### INSTRUCTIONS TO FOLLOW
Each record must be reproduced exactly as it is shown.

### MATERIAL PROVIDED

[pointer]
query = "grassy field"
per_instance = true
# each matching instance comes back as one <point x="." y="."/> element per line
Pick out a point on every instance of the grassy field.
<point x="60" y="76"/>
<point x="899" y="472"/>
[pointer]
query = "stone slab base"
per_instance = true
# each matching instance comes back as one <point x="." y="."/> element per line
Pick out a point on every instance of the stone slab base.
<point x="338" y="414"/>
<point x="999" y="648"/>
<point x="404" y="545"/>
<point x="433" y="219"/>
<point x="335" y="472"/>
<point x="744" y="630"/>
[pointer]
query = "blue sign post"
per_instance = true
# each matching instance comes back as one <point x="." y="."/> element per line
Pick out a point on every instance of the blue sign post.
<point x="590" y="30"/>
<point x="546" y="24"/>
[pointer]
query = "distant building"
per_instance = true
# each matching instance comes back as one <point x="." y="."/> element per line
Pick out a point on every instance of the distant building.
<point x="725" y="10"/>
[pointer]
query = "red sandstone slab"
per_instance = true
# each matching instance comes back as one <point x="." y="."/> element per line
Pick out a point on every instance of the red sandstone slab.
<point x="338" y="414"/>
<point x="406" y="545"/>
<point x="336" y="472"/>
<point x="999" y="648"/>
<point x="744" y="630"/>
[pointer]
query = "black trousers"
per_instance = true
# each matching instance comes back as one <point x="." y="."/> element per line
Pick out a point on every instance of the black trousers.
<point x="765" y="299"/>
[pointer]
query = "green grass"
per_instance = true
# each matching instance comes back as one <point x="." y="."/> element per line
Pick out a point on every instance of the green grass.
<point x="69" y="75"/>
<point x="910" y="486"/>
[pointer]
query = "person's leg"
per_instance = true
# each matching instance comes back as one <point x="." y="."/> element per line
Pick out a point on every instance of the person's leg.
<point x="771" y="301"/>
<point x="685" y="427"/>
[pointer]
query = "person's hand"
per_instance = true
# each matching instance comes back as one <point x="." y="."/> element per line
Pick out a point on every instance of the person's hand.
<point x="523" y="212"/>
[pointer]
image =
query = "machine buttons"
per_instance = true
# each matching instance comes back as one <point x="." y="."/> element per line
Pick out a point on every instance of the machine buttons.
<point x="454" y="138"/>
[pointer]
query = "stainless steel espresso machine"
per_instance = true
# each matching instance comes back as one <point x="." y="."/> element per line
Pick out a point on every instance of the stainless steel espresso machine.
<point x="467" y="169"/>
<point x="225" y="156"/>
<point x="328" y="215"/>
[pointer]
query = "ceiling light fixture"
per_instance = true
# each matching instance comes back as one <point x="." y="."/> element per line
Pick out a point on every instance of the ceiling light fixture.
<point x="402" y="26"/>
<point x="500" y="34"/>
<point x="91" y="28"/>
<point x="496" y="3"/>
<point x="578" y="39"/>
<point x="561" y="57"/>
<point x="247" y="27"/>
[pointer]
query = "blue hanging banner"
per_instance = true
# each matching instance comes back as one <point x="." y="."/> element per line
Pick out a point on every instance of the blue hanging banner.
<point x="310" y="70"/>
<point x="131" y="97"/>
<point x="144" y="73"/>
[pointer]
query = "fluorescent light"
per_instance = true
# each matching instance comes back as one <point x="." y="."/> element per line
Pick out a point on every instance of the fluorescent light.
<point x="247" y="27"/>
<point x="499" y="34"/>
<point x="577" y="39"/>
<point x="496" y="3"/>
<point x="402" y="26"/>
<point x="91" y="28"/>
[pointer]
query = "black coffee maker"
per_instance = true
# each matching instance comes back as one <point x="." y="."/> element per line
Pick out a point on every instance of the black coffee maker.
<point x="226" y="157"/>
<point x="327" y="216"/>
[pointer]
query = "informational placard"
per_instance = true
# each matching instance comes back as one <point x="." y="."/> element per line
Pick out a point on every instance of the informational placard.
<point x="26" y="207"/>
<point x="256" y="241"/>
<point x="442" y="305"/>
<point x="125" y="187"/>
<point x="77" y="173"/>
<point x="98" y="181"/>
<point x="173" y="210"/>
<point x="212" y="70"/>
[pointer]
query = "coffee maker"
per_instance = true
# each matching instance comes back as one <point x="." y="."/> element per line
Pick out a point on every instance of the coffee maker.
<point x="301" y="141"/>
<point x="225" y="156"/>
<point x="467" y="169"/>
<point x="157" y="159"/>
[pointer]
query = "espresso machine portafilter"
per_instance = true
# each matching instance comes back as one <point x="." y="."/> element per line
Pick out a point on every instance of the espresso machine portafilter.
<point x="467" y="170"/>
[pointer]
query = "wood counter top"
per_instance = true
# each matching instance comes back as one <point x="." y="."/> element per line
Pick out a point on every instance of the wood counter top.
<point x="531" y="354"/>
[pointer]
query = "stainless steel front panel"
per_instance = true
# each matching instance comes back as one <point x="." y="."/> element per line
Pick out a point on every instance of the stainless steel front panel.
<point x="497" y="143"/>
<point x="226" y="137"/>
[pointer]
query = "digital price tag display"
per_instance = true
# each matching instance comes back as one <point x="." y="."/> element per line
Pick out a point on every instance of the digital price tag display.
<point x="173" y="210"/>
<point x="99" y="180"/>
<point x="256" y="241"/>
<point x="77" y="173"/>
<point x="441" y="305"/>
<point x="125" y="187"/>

### WRITTEN REPLY
[pointer]
query = "grassy field"
per_instance = true
# each matching instance comes back as one <point x="." y="."/> element per line
Pick out a point on every instance of the grassy field.
<point x="60" y="76"/>
<point x="899" y="472"/>
[pointer]
query = "stone slab base"
per_instance = true
# each matching instance comes back as one <point x="." y="."/> element per line
Pick out a point on every instance of the stone slab base.
<point x="338" y="414"/>
<point x="999" y="648"/>
<point x="404" y="545"/>
<point x="433" y="219"/>
<point x="335" y="472"/>
<point x="744" y="630"/>
[pointer]
query = "blue sign post"
per_instance = true
# each matching instance comes back as one <point x="." y="."/> element per line
Pick out a point on every instance of the blue sign post.
<point x="590" y="30"/>
<point x="546" y="24"/>
[pointer]
query = "distant building"
per_instance = true
# each matching instance comes back as one <point x="." y="."/> element per line
Pick out a point on every instance of the distant building.
<point x="725" y="10"/>
[pointer]
query = "red sandstone slab"
per_instance = true
# each matching instance comes back as one <point x="." y="."/> element per line
Pick out a point on every instance of the red sandstone slab.
<point x="338" y="414"/>
<point x="406" y="545"/>
<point x="336" y="472"/>
<point x="999" y="648"/>
<point x="744" y="630"/>
[pointer]
query = "black trousers"
per_instance = true
# each matching instance comes back as one <point x="." y="."/> element per line
Pick out a point on every instance of the black trousers.
<point x="765" y="299"/>
[pointer]
query = "green grass"
per_instance = true
# each matching instance comes back as one <point x="." y="."/> element per line
Pick out a point on every instance of the green grass.
<point x="69" y="75"/>
<point x="910" y="486"/>
[pointer]
query = "person's leg"
per_instance = true
# each matching instance comes back as one <point x="." y="."/> element per line
Pick out a point on every instance of the person's leg.
<point x="771" y="301"/>
<point x="685" y="427"/>
[pointer]
query = "person's hand"
per_instance = true
# each matching instance comes back as one <point x="." y="."/> element per line
Pick out a point on every instance of the person's hand.
<point x="523" y="212"/>
[pointer]
image =
query = "machine buttons"
per_instance = true
# each matching instance comes back as one <point x="." y="."/> element per line
Pick out a point on every instance of the machine buttons.
<point x="454" y="138"/>
[pointer]
query = "stainless steel espresso machine"
per_instance = true
# each matching instance comes back as one <point x="." y="."/> element per line
Pick out a point on every instance of the stainless steel espresso machine.
<point x="467" y="169"/>
<point x="225" y="156"/>
<point x="328" y="215"/>
[pointer]
query = "ceiling light fixture"
per_instance = true
# each matching instance comes back as one <point x="." y="."/> element per line
Pick out a point on every instance of the ceiling light fixture.
<point x="402" y="26"/>
<point x="500" y="34"/>
<point x="91" y="28"/>
<point x="496" y="3"/>
<point x="578" y="39"/>
<point x="561" y="57"/>
<point x="247" y="27"/>
[pointer]
query = "blue hanging banner"
per_instance = true
# each matching instance comes back as one <point x="." y="."/> element per line
Pick out a point on every instance of the blue hanging banner.
<point x="310" y="70"/>
<point x="131" y="97"/>
<point x="144" y="73"/>
[pointer]
query = "fluorescent light"
per_instance = true
# each matching instance comes back as one <point x="." y="."/> element per line
Pick out a point on every instance of the fluorescent light.
<point x="247" y="27"/>
<point x="499" y="34"/>
<point x="577" y="39"/>
<point x="496" y="3"/>
<point x="402" y="26"/>
<point x="91" y="28"/>
[pointer]
query = "black coffee maker"
per_instance = true
# each matching instance comes back as one <point x="." y="."/> element per line
Pick out a point on every instance of the black coffee maker.
<point x="226" y="157"/>
<point x="327" y="216"/>
[pointer]
query = "informational placard"
per_instance = true
# each matching instance comes back as one <point x="." y="."/> element per line
Pick out a point on every instance of the informational placard.
<point x="26" y="207"/>
<point x="256" y="241"/>
<point x="442" y="305"/>
<point x="125" y="187"/>
<point x="77" y="173"/>
<point x="98" y="181"/>
<point x="173" y="210"/>
<point x="212" y="70"/>
[pointer]
query = "coffee maker"
per_instance = true
# each matching instance comes back as one <point x="." y="."/> element per line
Pick out a point on every instance of the coffee maker.
<point x="301" y="141"/>
<point x="225" y="156"/>
<point x="467" y="169"/>
<point x="157" y="159"/>
[pointer]
query = "espresso machine portafilter"
per_instance = true
# each matching instance comes back as one <point x="." y="."/> element per line
Pick out a point on every instance of the espresso machine portafilter.
<point x="467" y="170"/>
[pointer]
query = "wood counter top"
per_instance = true
# each matching instance comes back as one <point x="." y="."/> element per line
Pick out a point on every instance of the wood counter top.
<point x="531" y="354"/>
[pointer]
query = "stainless steel front panel"
per_instance = true
# each matching instance comes back as one <point x="." y="."/> element per line
Pick out a point on every instance of the stainless steel front panel.
<point x="497" y="143"/>
<point x="226" y="137"/>
[pointer]
query = "digital price tag display"
per_instance = true
# each matching instance comes back as one <point x="." y="."/> element per line
Pick out a point on every instance of the digital price tag display.
<point x="173" y="210"/>
<point x="99" y="180"/>
<point x="256" y="241"/>
<point x="77" y="173"/>
<point x="441" y="305"/>
<point x="125" y="187"/>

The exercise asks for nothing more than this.